## Task objective
Carry over every entry exactly as it appears in the records.
*** Dataset ***
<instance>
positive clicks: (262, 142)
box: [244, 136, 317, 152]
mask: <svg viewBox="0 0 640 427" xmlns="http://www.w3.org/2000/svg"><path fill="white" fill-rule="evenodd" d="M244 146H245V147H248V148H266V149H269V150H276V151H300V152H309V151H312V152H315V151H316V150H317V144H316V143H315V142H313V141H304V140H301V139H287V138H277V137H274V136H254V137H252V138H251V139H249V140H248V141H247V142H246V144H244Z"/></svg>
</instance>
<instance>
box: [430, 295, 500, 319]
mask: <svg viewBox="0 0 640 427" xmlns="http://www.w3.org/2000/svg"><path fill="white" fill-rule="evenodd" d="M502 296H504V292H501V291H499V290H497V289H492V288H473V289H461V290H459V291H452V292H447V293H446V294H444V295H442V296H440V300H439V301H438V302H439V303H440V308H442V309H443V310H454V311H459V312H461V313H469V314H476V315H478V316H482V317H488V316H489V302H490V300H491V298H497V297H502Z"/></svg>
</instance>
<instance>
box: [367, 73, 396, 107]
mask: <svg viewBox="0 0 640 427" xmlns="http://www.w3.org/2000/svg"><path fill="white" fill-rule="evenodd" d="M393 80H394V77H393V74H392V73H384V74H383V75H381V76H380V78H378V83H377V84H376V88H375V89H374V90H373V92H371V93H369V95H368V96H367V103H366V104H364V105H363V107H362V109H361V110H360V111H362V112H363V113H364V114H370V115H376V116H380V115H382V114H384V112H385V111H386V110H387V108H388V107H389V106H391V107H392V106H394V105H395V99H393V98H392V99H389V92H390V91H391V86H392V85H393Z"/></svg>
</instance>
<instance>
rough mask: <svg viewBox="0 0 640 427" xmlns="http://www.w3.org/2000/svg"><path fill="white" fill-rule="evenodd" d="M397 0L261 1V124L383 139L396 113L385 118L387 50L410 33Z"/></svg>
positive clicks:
***
## Result of this exercise
<instance>
positive clicks: (262, 142)
box: [244, 136, 317, 152]
mask: <svg viewBox="0 0 640 427" xmlns="http://www.w3.org/2000/svg"><path fill="white" fill-rule="evenodd" d="M244 146H245V147H248V148H266V149H269V150H276V151H300V152H309V151H312V152H315V151H316V150H317V144H316V143H315V142H313V141H304V140H301V139H287V138H277V137H274V136H254V137H252V138H251V139H249V140H248V141H247V142H246V144H244Z"/></svg>
</instance>
<instance>
box: [430, 295, 500, 319]
mask: <svg viewBox="0 0 640 427" xmlns="http://www.w3.org/2000/svg"><path fill="white" fill-rule="evenodd" d="M502 296H504V292H501V291H499V290H497V289H492V288H473V289H461V290H459V291H452V292H447V293H446V294H444V295H442V296H440V300H439V301H438V302H439V303H440V308H442V309H443V310H454V311H459V312H461V313H469V314H476V315H478V316H482V317H488V316H489V302H490V300H491V298H497V297H502Z"/></svg>
</instance>
<instance>
box: [367, 73, 396, 107]
mask: <svg viewBox="0 0 640 427" xmlns="http://www.w3.org/2000/svg"><path fill="white" fill-rule="evenodd" d="M393 80H394V77H393V74H392V73H384V74H383V75H381V76H380V78H378V83H377V84H376V88H375V89H374V90H373V92H371V93H369V95H368V96H367V103H366V104H364V105H363V107H362V109H361V110H360V111H362V112H363V113H364V114H370V115H376V116H380V115H382V114H384V112H385V111H386V110H387V108H388V107H389V106H391V107H392V106H394V105H395V99H393V98H392V99H389V92H390V91H391V86H392V85H393Z"/></svg>
</instance>
<instance>
rough mask: <svg viewBox="0 0 640 427" xmlns="http://www.w3.org/2000/svg"><path fill="white" fill-rule="evenodd" d="M397 0L261 1V124L383 139L396 113L385 118L387 50L410 33Z"/></svg>
positive clicks:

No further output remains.